### Что нужно сделать
Замените «Катуллом» на «Горацием» в отрывке из «Опытов», начиная со слов «Опасаюсь, однако, что» и до слов «она покинула тело.» включительно. Приведите этот кусок целиком.

### Исходный текст
☆ ☆ ☆ ☆ ☆
"Мишель Монтень. Опыты. Том III" - читать интересную книгу автора


Мой разум не дозволяет мне огрызаться и рычать на неприятности,
насылаемые на нас самою природой, но чувствовать их - воспрепятствовать
этому он не может. Я бы обегал весь свет - с одного конца до другого, -
чтобы найти для себя хоть один сладостный год приятного и заполненного
радостями покоя, ибо нет у меня иной цели, как жить и радоваться. Унылого и
тупого покоя вокруг меня сверхдостаточно, но он усыпляет и одурманивает меня
и довольствоваться им не по мне. Найдись какой-нибудь человек или
какое-нибудь приятное общество в деревенской глуши, в городе, во Франции или
в иных краях, живущие оседло или кочующие с места на место, которые мне бы
пришлись по вкусу и которым я сам был бы по нраву, - им стоило бы лишь
свистнуть, и я полетел бы к ним, и перед ними предстали бы эти самые "Опыты"
во плоти и крови.
Так как нашему духу дарована привилегия обретать на старости лет новую
силу, я всячески поощряю его к этому возрождению; пусть он зеленеет, пусть
цветет, если может, в эти последние дни - омела на стволе мертвого дерева.
Опасаюсь, однако, что он ненадежен и способен предать; он до того побратался
с телом, что не колеблясь покинет меня, дабы устремиться за ним, едва оно
попадет в какую-нибудь беду. Я всячески подольщаюсь к моему духу, но мои
старания тщетны. Я напрасно пытаюсь отвратить его от этого сообщества и
содружества, напрасно занимаю его Сенекой и Катуллом, дамами и придворными
танцами; если у его сотоварища рези, то ему кажется, что они также и у него.
И он тогда не справляется даже с той деятельностью, которая для него - дело
привычное, и более того, свойственна лишь ему одному. В таких случаях от
него веет ледяным холодом. В его творениях не остается и следа
жизнерадостности, если она покинула тело.
☆ ☆ ☆ ☆ ☆
### Набор строк

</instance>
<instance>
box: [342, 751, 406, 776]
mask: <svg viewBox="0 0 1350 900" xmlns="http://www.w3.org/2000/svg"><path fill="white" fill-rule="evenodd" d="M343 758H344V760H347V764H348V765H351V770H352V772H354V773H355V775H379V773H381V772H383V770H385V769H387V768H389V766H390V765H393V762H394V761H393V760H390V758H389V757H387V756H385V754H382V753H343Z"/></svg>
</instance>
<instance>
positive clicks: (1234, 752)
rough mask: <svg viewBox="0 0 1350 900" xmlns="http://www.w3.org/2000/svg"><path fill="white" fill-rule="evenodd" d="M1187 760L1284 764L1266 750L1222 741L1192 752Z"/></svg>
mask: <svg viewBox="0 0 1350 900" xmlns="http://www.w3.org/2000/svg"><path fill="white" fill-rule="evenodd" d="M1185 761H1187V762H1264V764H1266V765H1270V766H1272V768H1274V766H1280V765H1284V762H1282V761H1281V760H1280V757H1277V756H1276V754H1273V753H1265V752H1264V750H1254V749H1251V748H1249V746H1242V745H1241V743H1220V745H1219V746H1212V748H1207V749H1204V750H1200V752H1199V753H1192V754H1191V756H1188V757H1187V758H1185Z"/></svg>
☆ ☆ ☆ ☆ ☆
### Готовый результат
Опасаюсь, однако, что он ненадежен и способен предать; он до того побратался
с телом, что не колеблясь покинет меня, дабы устремиться за ним, едва оно
попадет в какую-нибудь беду. Я всячески подольщаюсь к моему духу, но мои
старания тщетны. Я напрасно пытаюсь отвратить его от этого сообщества и
содружества, напрасно занимаю его Сенекой и Горацием, дамами и придворными
танцами; если у его сотоварища рези, то ему кажется, что они также и у него.
И он тогда не справляется даже с той деятельностью, которая для него - дело
привычное, и более того, свойственна лишь ему одному. В таких случаях от
него веет ледяным холодом. В его творениях не остается и следа
жизнерадостности, если она покинула тело.